● Exercise directions:
Answer the following questions using the passage on hepatitis C care in the VA health system.
1. How high can the prevalence of HCV among veterans be, according to the passage?
2. In what month and year was Sovaldi (sofosbuvir) approved?
3. Before 2014, how many of the approximately 180,000 veterans with chronic HCV under VA care had been treated and cured?

● Passage provided:
□ □ □ □ □ □ □
The Department of Veterans Affairs (VA) health system, the largest single provider of hepatitis C virus (HCV) care in the United States, appears to be on track to soon cure hep C in more than 100,000 former U.S. service members.

Compared with the overall population, veterans have a higher prevalence of HCV—as high as 5%, or about triple the general population rate. The rate is especially high among baby boomers (those born between 1945 and 1965), which includes Vietnam War veterans.

Despite the availability of effective treatment, many people with hep C in the general population have not been cured because of barriers such as a lack of awareness, inadequate screening, a shortage of providers and the high cost of the drugs. But the VA—which provides consistent free or affordable care for veterans and maintains extensive electronic health records—offers the opportunity to overcome these barriers.

The first direct-acting antiviral (DAA) drug, Sovaldi (sofosbuvir), was approved in December 2013. Before 2014, only 12,000 of the approximately 180,000 veterans with chronic HCV under the care of the VA had been treated and cured using interferon-based therapy, which was often poorly tolerated and much less effective than DAAs.
□ □ □ □ □ □ □
● Stored data:
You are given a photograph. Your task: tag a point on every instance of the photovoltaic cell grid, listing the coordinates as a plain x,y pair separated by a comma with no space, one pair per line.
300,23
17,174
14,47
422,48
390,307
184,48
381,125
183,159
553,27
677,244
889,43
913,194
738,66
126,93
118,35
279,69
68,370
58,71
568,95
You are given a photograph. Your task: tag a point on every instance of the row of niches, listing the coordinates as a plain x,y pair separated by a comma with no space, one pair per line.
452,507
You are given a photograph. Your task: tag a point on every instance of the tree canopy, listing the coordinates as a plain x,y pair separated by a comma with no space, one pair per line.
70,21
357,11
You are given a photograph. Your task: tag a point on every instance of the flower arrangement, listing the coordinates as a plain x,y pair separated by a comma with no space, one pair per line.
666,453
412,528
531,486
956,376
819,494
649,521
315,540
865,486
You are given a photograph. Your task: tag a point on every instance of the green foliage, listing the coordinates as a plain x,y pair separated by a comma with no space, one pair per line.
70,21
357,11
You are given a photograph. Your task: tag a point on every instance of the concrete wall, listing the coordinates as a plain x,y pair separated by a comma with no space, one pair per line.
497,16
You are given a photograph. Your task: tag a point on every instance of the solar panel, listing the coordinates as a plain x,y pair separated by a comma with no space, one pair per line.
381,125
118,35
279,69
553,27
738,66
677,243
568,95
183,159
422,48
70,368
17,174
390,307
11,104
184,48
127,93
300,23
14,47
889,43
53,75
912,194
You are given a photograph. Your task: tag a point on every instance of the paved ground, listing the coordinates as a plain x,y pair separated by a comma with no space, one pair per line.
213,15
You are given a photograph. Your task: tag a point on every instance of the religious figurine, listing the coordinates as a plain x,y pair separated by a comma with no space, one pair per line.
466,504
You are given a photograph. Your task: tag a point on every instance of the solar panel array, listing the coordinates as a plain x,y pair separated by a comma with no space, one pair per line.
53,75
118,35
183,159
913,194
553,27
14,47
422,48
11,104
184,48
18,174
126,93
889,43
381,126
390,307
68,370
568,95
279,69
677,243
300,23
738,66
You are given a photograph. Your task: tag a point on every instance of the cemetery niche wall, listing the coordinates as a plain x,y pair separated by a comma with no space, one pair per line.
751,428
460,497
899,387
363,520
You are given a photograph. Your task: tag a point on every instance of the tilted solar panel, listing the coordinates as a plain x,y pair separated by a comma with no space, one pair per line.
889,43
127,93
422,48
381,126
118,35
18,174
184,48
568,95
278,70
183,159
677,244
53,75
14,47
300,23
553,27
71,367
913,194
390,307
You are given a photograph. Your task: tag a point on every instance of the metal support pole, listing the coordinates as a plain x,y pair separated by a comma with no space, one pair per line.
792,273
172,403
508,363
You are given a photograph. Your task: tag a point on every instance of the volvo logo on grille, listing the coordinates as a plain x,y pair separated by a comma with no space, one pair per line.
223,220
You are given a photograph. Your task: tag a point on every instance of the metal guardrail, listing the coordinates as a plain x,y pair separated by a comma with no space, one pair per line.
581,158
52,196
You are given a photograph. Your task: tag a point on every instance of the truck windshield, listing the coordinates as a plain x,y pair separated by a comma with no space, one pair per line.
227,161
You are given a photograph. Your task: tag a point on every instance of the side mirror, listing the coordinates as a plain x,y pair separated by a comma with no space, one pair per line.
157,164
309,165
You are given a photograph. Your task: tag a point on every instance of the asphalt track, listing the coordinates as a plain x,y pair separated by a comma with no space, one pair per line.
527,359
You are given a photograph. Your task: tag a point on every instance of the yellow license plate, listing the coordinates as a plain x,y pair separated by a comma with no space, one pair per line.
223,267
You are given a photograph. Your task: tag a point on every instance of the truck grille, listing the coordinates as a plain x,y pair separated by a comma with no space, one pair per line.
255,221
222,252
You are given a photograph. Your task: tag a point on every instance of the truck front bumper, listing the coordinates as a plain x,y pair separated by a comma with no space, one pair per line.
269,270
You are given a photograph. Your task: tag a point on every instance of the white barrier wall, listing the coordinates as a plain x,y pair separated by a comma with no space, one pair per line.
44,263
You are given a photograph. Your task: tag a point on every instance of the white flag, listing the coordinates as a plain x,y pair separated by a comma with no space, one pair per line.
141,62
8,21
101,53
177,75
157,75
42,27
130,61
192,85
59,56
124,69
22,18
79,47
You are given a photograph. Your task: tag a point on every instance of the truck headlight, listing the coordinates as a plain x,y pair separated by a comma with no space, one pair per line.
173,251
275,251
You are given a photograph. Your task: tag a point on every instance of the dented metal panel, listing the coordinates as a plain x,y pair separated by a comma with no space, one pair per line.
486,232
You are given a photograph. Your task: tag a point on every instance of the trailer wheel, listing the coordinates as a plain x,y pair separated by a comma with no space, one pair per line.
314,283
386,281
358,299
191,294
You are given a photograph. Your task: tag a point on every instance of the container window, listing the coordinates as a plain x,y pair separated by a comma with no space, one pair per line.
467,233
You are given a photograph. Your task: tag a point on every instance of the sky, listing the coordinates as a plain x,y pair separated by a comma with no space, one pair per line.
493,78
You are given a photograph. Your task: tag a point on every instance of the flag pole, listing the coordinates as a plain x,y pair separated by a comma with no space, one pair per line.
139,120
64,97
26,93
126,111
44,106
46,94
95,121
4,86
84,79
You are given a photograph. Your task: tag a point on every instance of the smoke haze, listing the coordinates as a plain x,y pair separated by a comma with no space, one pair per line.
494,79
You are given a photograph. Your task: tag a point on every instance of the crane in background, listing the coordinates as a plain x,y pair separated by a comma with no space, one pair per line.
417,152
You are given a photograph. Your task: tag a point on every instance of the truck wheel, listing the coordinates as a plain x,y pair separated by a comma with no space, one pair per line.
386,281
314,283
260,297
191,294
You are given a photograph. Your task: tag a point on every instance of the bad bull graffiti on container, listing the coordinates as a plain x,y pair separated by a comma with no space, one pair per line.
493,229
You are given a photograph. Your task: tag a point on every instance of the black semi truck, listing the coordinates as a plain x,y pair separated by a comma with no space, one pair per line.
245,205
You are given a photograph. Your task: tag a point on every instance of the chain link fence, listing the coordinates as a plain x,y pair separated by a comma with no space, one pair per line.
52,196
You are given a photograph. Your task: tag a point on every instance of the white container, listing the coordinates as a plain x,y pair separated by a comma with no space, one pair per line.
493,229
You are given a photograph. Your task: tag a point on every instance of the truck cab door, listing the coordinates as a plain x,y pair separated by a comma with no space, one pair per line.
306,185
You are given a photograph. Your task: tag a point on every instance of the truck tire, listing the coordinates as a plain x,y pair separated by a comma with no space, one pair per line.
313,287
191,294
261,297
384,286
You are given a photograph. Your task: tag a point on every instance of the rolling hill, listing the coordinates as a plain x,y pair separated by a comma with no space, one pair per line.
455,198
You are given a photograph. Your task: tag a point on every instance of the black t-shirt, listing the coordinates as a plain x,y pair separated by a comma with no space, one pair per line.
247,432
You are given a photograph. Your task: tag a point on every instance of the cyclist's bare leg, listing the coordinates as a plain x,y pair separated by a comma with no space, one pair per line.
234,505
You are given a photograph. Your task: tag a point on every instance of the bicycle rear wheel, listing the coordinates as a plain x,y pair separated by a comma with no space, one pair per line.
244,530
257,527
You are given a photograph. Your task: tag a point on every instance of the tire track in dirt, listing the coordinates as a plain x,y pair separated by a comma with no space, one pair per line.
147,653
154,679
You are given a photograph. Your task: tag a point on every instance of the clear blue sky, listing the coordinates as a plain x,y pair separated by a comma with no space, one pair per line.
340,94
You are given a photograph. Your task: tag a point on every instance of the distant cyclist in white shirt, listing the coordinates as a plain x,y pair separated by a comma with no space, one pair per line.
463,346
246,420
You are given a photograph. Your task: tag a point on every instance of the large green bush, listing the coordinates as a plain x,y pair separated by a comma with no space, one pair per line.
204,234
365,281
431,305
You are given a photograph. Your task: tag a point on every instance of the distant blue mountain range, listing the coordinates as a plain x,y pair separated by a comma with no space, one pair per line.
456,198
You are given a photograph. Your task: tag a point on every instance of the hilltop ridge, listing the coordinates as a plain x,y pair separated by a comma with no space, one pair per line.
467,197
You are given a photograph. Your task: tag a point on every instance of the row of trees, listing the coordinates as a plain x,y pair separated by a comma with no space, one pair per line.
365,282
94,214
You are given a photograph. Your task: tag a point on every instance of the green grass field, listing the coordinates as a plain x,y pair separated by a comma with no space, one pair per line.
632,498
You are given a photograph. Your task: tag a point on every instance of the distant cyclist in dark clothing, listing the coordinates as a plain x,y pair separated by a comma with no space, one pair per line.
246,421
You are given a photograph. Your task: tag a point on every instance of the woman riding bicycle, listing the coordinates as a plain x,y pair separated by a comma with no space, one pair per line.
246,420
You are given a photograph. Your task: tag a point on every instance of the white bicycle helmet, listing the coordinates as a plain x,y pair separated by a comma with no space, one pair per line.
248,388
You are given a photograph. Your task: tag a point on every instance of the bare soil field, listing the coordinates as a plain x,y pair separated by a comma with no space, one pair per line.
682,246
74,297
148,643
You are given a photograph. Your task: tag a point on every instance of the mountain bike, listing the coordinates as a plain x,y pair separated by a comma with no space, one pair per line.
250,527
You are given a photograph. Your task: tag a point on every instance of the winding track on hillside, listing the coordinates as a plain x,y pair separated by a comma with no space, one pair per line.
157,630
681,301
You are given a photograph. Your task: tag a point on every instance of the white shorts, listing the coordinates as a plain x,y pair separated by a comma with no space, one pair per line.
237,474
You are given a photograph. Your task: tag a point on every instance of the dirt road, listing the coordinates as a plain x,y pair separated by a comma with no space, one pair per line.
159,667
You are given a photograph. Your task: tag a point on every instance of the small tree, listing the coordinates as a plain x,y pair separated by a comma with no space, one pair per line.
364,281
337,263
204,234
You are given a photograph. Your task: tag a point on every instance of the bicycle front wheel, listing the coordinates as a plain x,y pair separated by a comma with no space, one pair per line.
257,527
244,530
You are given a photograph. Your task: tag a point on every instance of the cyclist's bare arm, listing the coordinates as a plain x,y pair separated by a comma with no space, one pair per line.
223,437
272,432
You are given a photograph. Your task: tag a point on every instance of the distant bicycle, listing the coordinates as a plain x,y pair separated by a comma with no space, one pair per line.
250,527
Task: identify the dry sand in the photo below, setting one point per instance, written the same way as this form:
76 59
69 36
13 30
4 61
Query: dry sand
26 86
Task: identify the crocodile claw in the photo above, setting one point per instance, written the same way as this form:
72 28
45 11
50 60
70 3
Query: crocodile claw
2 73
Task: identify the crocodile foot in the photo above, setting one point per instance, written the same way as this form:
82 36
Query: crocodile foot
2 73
□ □ □ □ □ □ □
● Written solution:
1. As high as 5%, about triple the general population rate.
2. December 2013.
3. 12,000.